** Quoted passage **
[Begin]

DOC Make MeanShift documentation clearer (#25305)

remilvus · glemaitre · web-flow · commit e2318ecb87a8 · 2023-01-23T18:22:22.000+01:00
Co-authored-by: Guillaume Lemaitre &lt;g.lemaitre58@gmail.com&gt;
diff --git a/doc/modules/clustering.rst b/doc/modules/clustering.rst
@@ -392,22 +392,36 @@ for centroids to be the mean of the points within a given region. These
 candidates are then filtered in a post-processing stage to eliminate
 near-duplicates to form the final set of centroids.
 
-Given a candidate centroid :math:`x_i` for iteration :math:`t`, the candidate
+The position of centroid candidates is iteratively adjusted using a technique called hill 
+climbing, which finds local maxima of the estimated probability density. 
+Given a candidate centroid :math:`x` for iteration :math:`t`, the candidate
 is updated according to the following equation:
 
 .. math::
 
-    x_i^{t+1} = m(x_i^t)
+    x^{t+1} = x^t + m(x^t)

[End]

** Problems **
1. In the MeanShift documentation commit, what technique is named for iteratively adjusting the position of centroid candidates?
2. From the MeanShift documentation commit, extract word for word the part that opens with the words containing "remilvus · glemaitre" and closes with "set of centroids.".

** Extracted entries **
[Begin]

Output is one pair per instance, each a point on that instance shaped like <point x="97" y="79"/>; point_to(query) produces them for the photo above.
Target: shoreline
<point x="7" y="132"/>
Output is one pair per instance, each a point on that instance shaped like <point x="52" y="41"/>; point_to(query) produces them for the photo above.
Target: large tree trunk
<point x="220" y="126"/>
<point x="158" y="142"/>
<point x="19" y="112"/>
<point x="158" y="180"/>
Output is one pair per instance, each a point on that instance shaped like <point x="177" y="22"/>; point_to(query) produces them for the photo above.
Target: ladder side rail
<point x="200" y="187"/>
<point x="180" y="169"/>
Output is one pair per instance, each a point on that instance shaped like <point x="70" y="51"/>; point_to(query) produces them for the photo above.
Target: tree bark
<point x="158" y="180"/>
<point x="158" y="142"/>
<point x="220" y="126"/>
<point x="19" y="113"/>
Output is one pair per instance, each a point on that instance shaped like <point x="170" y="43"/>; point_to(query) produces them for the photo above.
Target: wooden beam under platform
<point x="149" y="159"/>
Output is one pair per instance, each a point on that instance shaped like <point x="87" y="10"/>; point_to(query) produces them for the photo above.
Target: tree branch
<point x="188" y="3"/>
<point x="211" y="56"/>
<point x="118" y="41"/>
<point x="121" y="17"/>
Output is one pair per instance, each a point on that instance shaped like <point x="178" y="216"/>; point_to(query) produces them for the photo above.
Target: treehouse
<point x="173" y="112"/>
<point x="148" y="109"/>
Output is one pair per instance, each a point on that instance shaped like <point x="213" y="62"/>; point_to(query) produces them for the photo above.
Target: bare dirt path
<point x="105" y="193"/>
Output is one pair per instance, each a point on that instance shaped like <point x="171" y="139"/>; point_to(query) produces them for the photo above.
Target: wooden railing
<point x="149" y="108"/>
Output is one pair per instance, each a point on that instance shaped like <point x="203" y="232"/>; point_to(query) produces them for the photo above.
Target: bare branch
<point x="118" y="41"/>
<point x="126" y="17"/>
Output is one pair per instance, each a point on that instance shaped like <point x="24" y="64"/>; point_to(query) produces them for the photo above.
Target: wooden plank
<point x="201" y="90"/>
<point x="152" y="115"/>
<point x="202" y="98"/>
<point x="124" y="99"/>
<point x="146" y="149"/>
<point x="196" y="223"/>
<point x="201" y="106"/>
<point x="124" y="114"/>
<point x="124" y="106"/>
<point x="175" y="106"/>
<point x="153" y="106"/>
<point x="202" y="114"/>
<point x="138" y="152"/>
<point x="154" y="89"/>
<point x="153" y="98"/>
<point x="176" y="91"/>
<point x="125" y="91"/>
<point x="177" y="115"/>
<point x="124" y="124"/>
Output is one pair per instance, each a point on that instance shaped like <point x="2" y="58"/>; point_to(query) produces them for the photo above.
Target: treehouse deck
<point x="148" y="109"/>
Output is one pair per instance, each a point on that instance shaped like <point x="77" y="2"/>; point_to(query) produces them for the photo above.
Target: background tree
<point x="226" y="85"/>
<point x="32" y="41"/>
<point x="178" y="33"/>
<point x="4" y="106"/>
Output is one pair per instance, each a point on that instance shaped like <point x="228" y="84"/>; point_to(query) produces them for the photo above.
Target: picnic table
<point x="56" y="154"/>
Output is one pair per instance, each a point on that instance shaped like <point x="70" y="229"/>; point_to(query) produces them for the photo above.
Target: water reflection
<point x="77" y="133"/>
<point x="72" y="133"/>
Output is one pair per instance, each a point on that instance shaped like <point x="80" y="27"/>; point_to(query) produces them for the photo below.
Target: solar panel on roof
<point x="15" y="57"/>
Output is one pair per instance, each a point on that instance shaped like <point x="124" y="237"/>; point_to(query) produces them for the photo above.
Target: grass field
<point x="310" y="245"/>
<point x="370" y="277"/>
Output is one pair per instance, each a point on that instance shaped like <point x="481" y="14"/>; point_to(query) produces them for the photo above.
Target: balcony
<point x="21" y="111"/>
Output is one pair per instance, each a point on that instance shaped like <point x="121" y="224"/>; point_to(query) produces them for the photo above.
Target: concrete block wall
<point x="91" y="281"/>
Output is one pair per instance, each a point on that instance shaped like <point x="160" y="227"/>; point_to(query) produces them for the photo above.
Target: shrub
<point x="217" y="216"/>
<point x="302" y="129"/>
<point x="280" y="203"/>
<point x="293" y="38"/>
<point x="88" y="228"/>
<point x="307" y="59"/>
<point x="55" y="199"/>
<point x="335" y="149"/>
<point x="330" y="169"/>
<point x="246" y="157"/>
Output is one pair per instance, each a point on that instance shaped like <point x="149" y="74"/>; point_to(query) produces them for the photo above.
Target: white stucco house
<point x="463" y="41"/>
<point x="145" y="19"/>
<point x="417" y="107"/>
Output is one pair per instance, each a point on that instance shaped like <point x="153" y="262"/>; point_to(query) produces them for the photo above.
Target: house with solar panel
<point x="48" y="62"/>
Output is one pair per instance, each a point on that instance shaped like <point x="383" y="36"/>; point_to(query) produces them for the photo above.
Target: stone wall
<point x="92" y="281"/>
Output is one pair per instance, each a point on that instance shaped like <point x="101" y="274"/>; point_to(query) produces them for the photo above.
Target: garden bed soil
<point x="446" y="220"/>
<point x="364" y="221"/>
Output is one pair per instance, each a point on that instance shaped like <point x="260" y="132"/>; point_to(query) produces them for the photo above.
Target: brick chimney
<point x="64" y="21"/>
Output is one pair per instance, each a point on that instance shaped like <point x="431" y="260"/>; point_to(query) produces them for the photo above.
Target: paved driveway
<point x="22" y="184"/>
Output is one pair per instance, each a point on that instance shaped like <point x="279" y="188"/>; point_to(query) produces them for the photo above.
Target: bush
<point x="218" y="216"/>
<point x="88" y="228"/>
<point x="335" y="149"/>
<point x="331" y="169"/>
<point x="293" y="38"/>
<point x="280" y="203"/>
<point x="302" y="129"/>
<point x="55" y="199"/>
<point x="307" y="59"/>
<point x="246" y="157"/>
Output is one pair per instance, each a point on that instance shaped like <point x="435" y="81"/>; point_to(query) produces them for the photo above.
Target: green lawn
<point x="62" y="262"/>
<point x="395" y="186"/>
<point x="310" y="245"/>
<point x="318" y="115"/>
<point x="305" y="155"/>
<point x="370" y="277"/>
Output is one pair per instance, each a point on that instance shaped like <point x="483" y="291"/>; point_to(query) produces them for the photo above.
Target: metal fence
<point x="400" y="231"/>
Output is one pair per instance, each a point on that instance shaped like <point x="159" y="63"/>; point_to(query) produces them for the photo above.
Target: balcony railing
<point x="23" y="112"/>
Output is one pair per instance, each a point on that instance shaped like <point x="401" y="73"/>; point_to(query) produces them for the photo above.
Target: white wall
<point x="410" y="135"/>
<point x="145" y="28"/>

[End]

** Responses to the exercise **
1. Hill climbing.

2.
remilvus · glemaitre · web-flow · commit e2318ecb87a8 · 2023-01-23T18:22:22.000+01:00
Co-authored-by: Guillaume Lemaitre &lt;g.lemaitre58@gmail.com&gt;
diff --git a/doc/modules/clustering.rst b/doc/modules/clustering.rst
@@ -392,22 +392,36 @@ for centroids to be the mean of the points within a given region. These
 candidates are then filtered in a post-processing stage to eliminate
 near-duplicates to form the final set of centroids.